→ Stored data
====

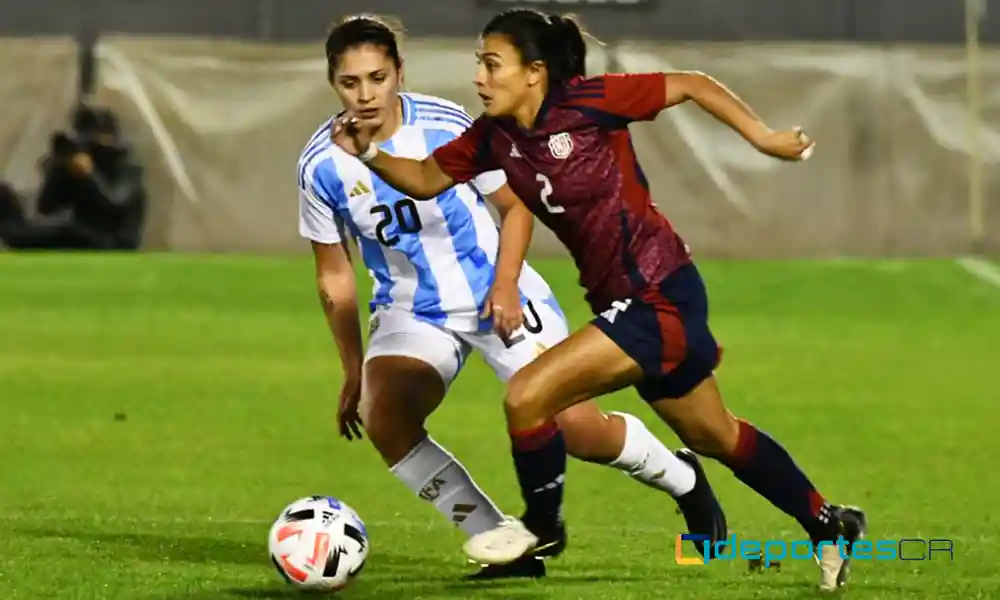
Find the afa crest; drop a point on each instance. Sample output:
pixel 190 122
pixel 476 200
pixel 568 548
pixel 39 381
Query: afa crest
pixel 561 145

====

→ What is needed
Restate the full listing verbatim and drop every picture.

→ Exercise output
Find the afa crest; drop a point on each instance. Sample output:
pixel 190 122
pixel 476 200
pixel 568 548
pixel 39 381
Query: afa crest
pixel 561 145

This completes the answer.